* _Extrait du document_
INTRODUCTION GENERALE
1. PROBLÉMATIQUE
Le débat sur le choix des objectifs
intermédiaires de la politique monétaire fait l'objet d'une
controverse entre monétaristes et keynésiens (Benassy, Boone,
Coeuré et Mahfouz, 2006).
Le Keynésianisme préconise la maîtrise des
taux d'intérêts considérés comme des meilleurs
indicateurs que la masse monétaire, et conseille aussi une politique
discrétionnaire suivant la situation économique. Les
monétaristes préconisent le contrôle de la masse
monétaire considérée comme liée à la
conjoncture et plaide pour une politique automatique de normes axée sur
une croissance monétaire stable (Cabannes, 1994).
Cette divergence d'opinion entre ces deux écoles de
pensées en matière du choix des objectifs monétaires
intermédiaires n'est que le prolongement de l'opposition, entre elles,
sur la détermination de l'objectif final le plus important de la
politique monétaire : croissance du revenu national ou
maîtrise de l'inflation.
Même si dans la pratique la maîtrise de
l'inflation est devenu l'objectif principal assigné à la
politique monétaire, la question du choix de la cible monétaire
reste d'actualité.
Pour les monétaristes, la seule manière de
lutter efficacement contre l'inflation et les cycles économiques est de
contrôler l'augmentation de la masse monétaire. Il faut la
soustraire au pouvoir discrétionnaire des politiciens et des dirigeants
des banques centrales en fixant dans la constitution un taux d'augmentation
monétaire annuel égal à l'augmentation moyenne de la
production nationale, quelque part entre 3% et 5%. Telle est la règle
monétaire que Friedman propose en 1960 (Dostaller, 2004).

* _Extrait des données_
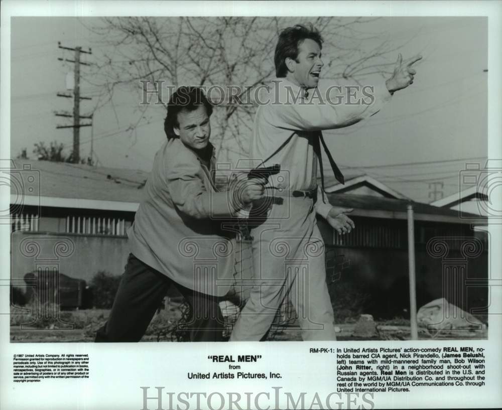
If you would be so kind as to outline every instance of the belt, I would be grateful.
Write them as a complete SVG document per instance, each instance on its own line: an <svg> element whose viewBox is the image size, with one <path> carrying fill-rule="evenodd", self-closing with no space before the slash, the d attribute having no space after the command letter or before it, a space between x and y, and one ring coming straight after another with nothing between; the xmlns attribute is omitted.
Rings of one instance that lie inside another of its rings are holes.
<svg viewBox="0 0 502 410"><path fill-rule="evenodd" d="M317 197L317 190L311 189L308 191L293 191L291 196L294 198L309 198L315 199Z"/></svg>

* _Objectif_
Recopiez mot pour mot, dans le texte sur la politique monétaire ci-dessus, le passage qui s'ouvre sur les mots contenant « INTRODUCTION GENERALE » et se ferme sur « et Mahfouz, 2006). ».

* _Réponse attendue_
INTRODUCTION GENERALE
1. PROBLÉMATIQUE
Le débat sur le choix des objectifs
intermédiaires de la politique monétaire fait l'objet d'une
controverse entre monétaristes et keynésiens (Benassy, Boone,
Coeuré et Mahfouz, 2006).